• Défi a:
Redimensionnez uniquement les enregistrements situés entre la ligne contenant « Target: green patina roof edge » et celle contenant « [(412, 750)] », bornes incluses. Réécrivez toutes ces lignes, consignes comprises, en multipliant chaque coordonnée des réponses par 1,95 et en l'arrondissant à l'entier le plus proche (les demis vers le haut), sans reproduire les images.

===== Extrait choisi

Nouvelle preuve d’un courage éditorial décidemment en berne après l’affaire « Manhunt 2 », « 6 Days in Fallujah », plongée dans l’horreur du conflit Irakien, est finalement annulé par Konami. Chronique d’une discrimination culturelle.
Si vous vous rappelez de la conférence de presse de Roberto Benigni défendant à Cannes le droit de La Vita E Bella à être aussi un film léger, voire comique, qui parle de la Shoah, vous pouvez vous imaginez votre sentiment si une poignée d’association avait réussit à empêcher sa réalisation. Ou si, au final, sous la pression populaire, aucun distributeur n’avait voulu en acheter les droits. Parlons ici d’un jeu vidéo de guerre qui n’aurait sans doute pas eu l’intelligence de traitement d’un Benigni, d’un Terrence Malik, ni même celle d’un Oliver Stone mais qui souhaite (vœux pieux) divertir et faire comprendre la condition d’un soldat pris dans un conflit d’aujourd’hui. Un jeu auquel vous ne jouerez probablement jamais. Un jeu dont l’avortement en dit long sur la puissance lobbyiste d’Internet, du refus du grand public à considérer le jeu vidéo comme un média narratif et de l’incurable suspicion publique sur l’équilibre moral des joueurs.

==========
===== Données fournies

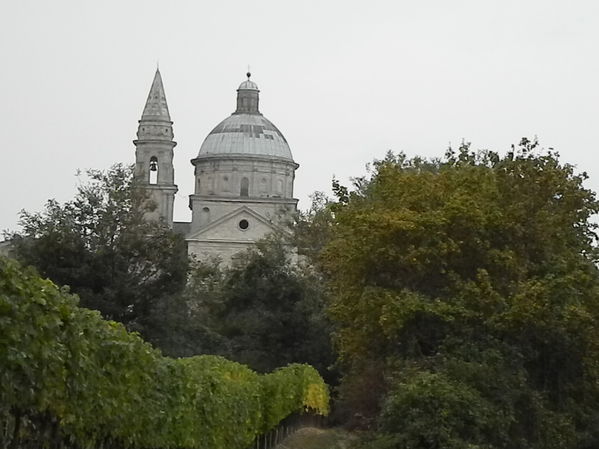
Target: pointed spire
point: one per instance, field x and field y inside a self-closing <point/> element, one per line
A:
<point x="156" y="107"/>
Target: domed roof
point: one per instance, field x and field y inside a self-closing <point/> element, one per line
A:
<point x="246" y="132"/>
<point x="248" y="84"/>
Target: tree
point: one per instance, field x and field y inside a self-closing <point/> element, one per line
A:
<point x="472" y="282"/>
<point x="100" y="245"/>
<point x="264" y="311"/>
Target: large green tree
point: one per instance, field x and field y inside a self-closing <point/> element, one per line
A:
<point x="266" y="310"/>
<point x="100" y="245"/>
<point x="466" y="295"/>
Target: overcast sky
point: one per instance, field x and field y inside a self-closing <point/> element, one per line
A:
<point x="345" y="81"/>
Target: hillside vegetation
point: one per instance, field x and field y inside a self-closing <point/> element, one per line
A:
<point x="71" y="379"/>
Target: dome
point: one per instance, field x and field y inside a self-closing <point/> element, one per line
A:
<point x="246" y="132"/>
<point x="247" y="135"/>
<point x="248" y="85"/>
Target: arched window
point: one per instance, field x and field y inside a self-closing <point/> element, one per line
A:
<point x="245" y="187"/>
<point x="205" y="216"/>
<point x="263" y="187"/>
<point x="153" y="170"/>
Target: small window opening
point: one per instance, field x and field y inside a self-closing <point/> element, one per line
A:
<point x="205" y="218"/>
<point x="245" y="187"/>
<point x="153" y="170"/>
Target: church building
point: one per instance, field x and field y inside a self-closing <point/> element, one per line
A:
<point x="244" y="174"/>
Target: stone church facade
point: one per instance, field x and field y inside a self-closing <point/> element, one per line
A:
<point x="244" y="174"/>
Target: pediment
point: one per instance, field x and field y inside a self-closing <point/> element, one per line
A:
<point x="229" y="227"/>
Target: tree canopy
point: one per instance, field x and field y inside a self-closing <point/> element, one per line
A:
<point x="100" y="245"/>
<point x="465" y="291"/>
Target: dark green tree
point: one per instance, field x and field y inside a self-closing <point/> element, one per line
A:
<point x="470" y="285"/>
<point x="100" y="245"/>
<point x="266" y="310"/>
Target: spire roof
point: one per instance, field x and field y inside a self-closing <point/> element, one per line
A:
<point x="156" y="107"/>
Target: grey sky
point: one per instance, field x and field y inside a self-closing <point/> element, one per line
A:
<point x="345" y="81"/>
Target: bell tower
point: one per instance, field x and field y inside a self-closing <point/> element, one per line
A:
<point x="154" y="153"/>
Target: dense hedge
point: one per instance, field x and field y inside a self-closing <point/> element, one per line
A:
<point x="70" y="378"/>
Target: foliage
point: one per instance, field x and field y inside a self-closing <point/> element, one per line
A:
<point x="472" y="282"/>
<point x="100" y="245"/>
<point x="264" y="311"/>
<point x="70" y="378"/>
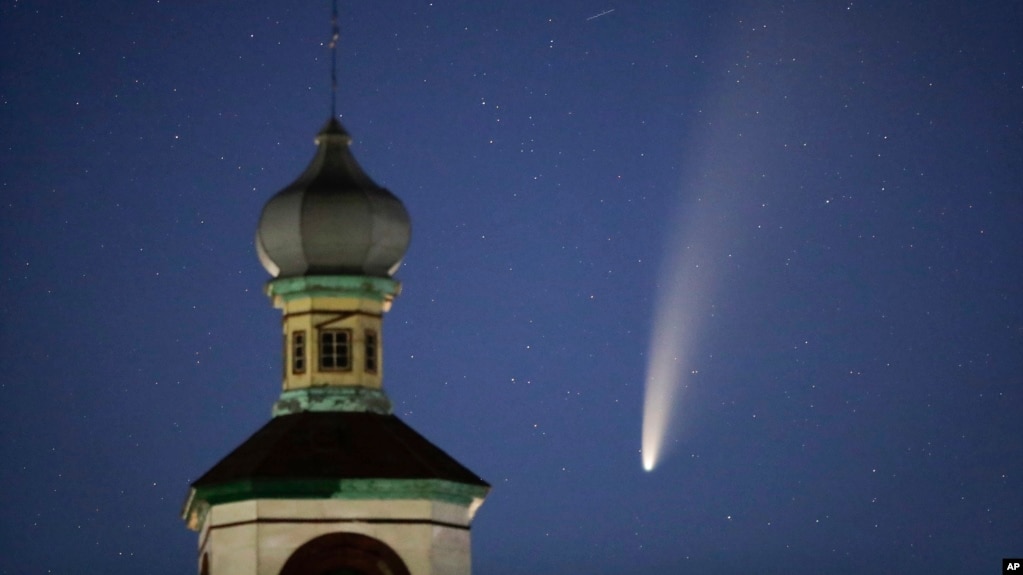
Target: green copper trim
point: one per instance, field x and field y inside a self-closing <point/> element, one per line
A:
<point x="202" y="498"/>
<point x="334" y="398"/>
<point x="363" y="286"/>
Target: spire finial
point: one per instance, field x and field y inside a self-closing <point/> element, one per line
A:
<point x="335" y="35"/>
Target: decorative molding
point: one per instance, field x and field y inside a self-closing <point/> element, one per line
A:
<point x="201" y="499"/>
<point x="360" y="286"/>
<point x="332" y="398"/>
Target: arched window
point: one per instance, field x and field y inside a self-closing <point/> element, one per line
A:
<point x="344" y="554"/>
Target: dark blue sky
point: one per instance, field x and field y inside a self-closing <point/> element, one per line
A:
<point x="850" y="173"/>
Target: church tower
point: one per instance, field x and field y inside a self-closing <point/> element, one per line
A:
<point x="335" y="484"/>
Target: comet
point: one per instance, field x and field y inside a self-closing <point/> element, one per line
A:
<point x="687" y="275"/>
<point x="604" y="13"/>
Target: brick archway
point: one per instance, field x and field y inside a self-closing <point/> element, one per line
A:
<point x="349" y="554"/>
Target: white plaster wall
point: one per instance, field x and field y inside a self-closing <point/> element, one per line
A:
<point x="239" y="544"/>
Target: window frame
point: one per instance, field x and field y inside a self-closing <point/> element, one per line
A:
<point x="371" y="347"/>
<point x="321" y="355"/>
<point x="300" y="347"/>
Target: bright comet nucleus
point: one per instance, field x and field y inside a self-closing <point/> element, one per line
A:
<point x="670" y="342"/>
<point x="687" y="274"/>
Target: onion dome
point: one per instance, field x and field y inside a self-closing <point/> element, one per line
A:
<point x="334" y="220"/>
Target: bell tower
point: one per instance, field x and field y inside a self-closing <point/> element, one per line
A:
<point x="335" y="482"/>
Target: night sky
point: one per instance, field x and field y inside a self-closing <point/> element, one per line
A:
<point x="841" y="182"/>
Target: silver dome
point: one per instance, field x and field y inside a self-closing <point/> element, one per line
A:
<point x="334" y="220"/>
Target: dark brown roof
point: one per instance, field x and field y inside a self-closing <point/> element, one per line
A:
<point x="337" y="446"/>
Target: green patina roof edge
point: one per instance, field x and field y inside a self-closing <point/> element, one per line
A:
<point x="330" y="398"/>
<point x="366" y="286"/>
<point x="202" y="498"/>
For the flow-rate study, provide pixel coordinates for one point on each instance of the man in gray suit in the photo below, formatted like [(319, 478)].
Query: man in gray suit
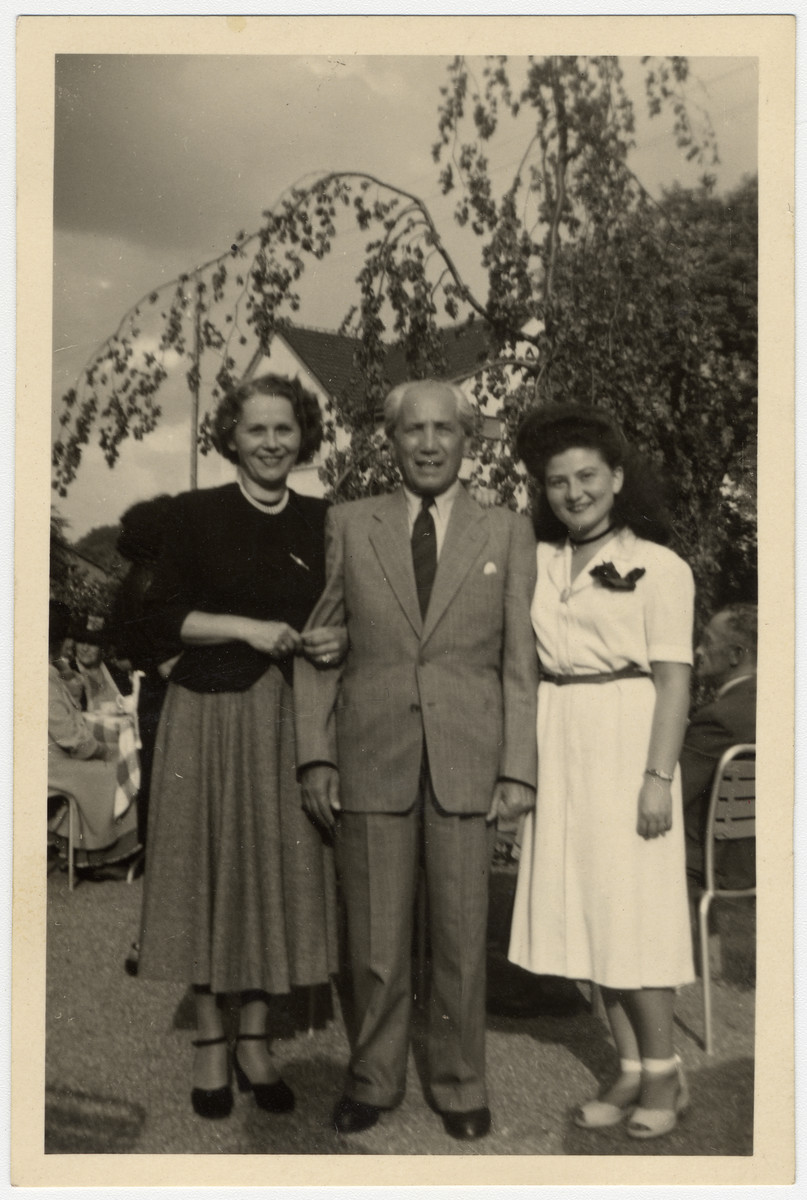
[(412, 750)]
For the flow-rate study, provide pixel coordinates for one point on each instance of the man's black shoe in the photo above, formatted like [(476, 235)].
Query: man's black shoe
[(353, 1116), (467, 1126)]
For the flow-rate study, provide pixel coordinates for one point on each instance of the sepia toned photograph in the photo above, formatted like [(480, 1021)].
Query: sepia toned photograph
[(398, 496)]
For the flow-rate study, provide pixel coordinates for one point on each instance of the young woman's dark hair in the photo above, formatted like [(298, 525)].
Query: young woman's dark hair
[(545, 432), (304, 405)]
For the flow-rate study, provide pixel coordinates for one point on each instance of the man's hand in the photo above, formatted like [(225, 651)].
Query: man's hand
[(510, 799), (324, 646), (320, 787)]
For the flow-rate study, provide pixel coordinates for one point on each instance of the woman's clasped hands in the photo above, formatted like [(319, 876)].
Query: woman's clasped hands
[(324, 646)]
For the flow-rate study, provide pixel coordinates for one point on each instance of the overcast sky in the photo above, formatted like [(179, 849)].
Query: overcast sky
[(160, 161)]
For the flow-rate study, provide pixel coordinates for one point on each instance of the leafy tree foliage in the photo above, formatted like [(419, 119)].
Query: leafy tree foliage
[(595, 291)]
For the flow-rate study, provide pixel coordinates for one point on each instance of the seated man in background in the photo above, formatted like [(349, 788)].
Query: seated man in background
[(725, 658)]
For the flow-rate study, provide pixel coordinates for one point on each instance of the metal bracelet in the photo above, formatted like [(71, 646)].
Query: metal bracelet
[(658, 774)]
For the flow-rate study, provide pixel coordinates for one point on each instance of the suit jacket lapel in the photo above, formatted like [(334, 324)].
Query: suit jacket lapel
[(393, 546), (465, 535)]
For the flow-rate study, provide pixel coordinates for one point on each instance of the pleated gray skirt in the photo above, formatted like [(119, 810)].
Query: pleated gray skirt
[(239, 889)]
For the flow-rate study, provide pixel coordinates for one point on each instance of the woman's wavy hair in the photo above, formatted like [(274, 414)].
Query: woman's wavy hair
[(304, 405), (545, 432)]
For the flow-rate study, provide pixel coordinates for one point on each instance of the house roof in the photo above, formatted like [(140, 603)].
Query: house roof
[(330, 357)]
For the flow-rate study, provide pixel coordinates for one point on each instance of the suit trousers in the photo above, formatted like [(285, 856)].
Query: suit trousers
[(378, 855)]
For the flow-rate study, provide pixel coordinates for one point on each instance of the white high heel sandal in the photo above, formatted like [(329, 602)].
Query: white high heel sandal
[(601, 1114), (647, 1123)]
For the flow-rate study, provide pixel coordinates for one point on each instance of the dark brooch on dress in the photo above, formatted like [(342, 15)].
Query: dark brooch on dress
[(610, 577)]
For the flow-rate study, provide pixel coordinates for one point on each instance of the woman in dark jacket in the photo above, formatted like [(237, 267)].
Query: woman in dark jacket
[(239, 883)]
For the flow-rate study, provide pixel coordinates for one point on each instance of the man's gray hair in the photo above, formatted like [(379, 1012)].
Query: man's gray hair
[(466, 413)]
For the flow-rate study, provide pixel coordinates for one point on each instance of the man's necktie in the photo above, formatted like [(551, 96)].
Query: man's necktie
[(424, 552)]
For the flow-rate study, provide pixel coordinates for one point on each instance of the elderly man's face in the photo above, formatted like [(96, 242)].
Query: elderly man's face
[(429, 442), (716, 652)]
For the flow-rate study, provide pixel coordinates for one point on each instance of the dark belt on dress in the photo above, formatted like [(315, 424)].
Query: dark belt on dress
[(601, 677)]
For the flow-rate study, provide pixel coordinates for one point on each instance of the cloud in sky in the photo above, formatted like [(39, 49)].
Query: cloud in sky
[(161, 160)]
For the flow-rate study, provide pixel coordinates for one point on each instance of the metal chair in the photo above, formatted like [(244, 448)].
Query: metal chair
[(72, 837), (730, 816)]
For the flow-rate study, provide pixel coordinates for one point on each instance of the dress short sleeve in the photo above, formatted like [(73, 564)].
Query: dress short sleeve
[(669, 609)]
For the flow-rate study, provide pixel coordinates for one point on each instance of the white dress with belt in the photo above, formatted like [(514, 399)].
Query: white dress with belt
[(593, 899)]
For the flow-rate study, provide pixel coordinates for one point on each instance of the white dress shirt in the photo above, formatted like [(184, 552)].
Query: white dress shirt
[(441, 510)]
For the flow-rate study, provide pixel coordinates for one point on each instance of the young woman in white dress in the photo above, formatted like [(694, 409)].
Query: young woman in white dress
[(602, 883)]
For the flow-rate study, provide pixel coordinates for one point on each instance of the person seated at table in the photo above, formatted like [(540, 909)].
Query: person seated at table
[(725, 659), (106, 685), (82, 768)]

==========

• Défi b:
D'après l'extrait, pourquoi l'annulation de « 6 Days in Fallujah » est-elle révélatrice ?

• Réponse attendue a:
Target: green patina roof edge
point: one per instance, field x and field y inside a self-closing <point/> element, one per line
A:
<point x="644" y="776"/>
<point x="714" y="558"/>
<point x="394" y="971"/>
For the flow-rate study, provide pixel coordinates for one point on each instance of the man in gray suit in the photo below, formatted like [(319, 478)].
Query: man in gray suit
[(803, 1463)]

• Réponse attendue b:
Parce qu'elle en dit long sur la puissance lobbyiste d'Internet et sur le refus du grand public de considérer le jeu vidéo comme un média narratif. Elle révèle aussi l'incurable suspicion publique sur l'équilibre moral des joueurs.